What to do:
Please repeat, word for word, the part of the material below that opens with the line containing "the player's arm." and runs through the end of the material.

— Begin Supplied records —

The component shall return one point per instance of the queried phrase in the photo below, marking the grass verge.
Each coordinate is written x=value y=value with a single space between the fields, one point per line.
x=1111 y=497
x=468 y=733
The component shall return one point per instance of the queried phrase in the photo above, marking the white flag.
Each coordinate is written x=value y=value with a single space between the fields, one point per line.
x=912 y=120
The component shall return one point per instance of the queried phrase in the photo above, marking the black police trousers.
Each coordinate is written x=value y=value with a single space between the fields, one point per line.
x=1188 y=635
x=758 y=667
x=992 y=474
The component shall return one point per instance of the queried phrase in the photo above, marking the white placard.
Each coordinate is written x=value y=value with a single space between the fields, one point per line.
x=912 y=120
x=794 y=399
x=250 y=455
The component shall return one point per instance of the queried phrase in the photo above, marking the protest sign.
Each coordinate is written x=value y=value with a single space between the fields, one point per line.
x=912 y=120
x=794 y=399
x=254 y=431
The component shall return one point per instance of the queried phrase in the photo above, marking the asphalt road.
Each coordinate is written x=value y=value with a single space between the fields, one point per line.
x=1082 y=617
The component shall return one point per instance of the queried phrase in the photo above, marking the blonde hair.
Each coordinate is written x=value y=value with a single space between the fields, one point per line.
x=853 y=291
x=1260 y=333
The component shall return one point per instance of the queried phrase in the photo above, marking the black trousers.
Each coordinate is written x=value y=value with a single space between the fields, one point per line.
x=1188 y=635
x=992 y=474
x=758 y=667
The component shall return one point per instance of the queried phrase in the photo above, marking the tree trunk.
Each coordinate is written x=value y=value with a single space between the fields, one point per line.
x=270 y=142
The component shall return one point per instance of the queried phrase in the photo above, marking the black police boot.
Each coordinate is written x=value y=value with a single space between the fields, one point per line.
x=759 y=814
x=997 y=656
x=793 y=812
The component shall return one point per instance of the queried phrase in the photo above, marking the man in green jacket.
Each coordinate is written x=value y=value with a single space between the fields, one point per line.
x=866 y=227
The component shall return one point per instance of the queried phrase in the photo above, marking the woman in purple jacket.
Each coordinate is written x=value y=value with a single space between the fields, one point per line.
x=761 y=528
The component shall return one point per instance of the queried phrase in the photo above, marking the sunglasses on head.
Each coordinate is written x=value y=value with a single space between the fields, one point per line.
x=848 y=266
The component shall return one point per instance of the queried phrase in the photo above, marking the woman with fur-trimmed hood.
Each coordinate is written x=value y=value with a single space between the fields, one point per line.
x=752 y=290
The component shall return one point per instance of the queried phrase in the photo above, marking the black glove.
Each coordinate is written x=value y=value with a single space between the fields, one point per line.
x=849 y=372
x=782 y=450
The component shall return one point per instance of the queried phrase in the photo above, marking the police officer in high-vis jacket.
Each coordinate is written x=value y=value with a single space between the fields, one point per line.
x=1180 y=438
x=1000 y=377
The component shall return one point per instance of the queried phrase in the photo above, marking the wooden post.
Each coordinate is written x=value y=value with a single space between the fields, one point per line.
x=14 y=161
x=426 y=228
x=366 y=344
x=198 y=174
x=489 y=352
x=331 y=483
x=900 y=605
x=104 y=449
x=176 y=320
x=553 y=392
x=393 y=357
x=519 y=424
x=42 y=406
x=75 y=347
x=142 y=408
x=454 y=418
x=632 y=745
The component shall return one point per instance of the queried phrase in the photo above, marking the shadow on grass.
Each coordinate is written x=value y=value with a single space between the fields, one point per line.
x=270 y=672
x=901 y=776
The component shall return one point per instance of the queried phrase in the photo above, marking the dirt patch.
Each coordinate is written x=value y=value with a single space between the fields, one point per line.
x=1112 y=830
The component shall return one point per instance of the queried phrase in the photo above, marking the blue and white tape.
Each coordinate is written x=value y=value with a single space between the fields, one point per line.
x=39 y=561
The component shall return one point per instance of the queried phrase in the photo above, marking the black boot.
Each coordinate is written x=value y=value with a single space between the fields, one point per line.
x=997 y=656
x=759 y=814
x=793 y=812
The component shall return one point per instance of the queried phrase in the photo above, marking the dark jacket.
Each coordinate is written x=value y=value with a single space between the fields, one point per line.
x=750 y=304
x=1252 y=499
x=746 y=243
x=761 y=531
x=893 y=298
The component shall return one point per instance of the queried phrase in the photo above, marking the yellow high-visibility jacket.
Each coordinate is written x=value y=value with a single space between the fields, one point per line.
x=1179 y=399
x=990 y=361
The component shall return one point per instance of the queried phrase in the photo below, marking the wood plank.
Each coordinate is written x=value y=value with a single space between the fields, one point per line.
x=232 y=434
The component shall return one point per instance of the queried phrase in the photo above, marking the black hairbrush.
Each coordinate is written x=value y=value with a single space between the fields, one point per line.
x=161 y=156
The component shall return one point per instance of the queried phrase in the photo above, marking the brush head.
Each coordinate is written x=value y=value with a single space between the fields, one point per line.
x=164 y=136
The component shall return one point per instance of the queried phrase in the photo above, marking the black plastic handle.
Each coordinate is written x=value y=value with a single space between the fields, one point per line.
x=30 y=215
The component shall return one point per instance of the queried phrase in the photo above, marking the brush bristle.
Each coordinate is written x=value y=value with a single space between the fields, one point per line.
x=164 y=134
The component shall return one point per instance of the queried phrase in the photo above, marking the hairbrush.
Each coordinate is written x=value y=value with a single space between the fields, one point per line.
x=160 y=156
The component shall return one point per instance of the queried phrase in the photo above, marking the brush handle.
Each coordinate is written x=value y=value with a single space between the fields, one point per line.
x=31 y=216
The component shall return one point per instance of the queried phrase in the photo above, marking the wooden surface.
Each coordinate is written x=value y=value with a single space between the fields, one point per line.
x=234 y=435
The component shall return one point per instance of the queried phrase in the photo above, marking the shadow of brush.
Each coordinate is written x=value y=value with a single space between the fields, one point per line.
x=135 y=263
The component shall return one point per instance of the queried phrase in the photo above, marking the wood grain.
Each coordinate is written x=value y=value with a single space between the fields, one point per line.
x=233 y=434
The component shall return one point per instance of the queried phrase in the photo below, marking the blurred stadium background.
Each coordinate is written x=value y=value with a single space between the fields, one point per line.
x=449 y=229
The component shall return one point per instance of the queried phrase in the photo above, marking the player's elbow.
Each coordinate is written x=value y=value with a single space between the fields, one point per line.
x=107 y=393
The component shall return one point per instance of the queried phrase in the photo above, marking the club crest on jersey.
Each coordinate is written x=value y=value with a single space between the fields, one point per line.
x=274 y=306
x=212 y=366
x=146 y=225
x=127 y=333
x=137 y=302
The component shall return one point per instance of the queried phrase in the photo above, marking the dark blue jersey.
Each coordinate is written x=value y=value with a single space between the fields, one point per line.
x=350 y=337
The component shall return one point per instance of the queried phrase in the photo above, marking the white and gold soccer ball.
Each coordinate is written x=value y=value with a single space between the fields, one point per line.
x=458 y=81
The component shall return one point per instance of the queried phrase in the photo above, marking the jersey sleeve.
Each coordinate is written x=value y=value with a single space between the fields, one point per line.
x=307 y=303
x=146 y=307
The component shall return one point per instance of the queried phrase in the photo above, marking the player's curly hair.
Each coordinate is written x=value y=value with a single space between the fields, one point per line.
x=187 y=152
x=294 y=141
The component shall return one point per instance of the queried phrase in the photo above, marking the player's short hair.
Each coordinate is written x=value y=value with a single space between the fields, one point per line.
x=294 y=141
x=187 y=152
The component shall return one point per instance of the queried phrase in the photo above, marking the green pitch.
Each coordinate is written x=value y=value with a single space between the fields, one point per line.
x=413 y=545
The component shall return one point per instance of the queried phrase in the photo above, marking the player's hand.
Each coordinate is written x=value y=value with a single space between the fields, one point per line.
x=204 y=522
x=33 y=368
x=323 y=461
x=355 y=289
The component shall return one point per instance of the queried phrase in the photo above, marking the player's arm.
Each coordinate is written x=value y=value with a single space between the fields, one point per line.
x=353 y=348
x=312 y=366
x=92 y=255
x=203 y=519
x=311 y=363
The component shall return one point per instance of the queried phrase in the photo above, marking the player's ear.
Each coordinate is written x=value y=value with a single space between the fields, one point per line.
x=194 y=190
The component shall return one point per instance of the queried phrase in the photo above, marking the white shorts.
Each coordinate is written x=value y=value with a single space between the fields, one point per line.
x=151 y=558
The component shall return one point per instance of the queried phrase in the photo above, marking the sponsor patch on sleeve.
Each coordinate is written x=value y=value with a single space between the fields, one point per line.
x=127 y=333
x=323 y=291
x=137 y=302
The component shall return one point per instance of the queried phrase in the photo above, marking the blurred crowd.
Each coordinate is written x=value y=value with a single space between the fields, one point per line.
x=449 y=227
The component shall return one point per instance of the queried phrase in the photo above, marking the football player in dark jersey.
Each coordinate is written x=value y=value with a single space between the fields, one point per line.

— End Supplied records —

Output below:
The component shall return one point per instance of the queried phrase in the photo above, marking the player's arm.
Each coordinate is written x=value y=value with a single space between the fields, one point per line.
x=353 y=348
x=312 y=366
x=92 y=255
x=203 y=519
x=311 y=363
The component shall return one point per instance of the queried phrase in the photo above, marking the player's ear.
Each coordinate is written x=value y=value with a single space between the fields, one point per line.
x=194 y=190
The component shall return one point per instance of the queried phrase in the photo above, marking the white shorts.
Each coordinate is written x=value y=value with a single space between the fields, one point per line.
x=151 y=558
The component shall return one point per instance of the queried phrase in the photo above, marking the sponsor patch on sleeve.
Each coordinate is written x=value y=value with a single space between the fields, one point per line.
x=127 y=333
x=323 y=291
x=137 y=302
The component shall return one point per instance of the queried phrase in the photo above, marking the blurred crowd.
Each coordinate is written x=value y=value with a single space between the fields, one point per line.
x=449 y=227
The component shall return one point per instance of the queried phrase in the photo above, marking the football player in dark jersey.
Each coordinate is written x=value y=value with a single space between the fields, one point per line.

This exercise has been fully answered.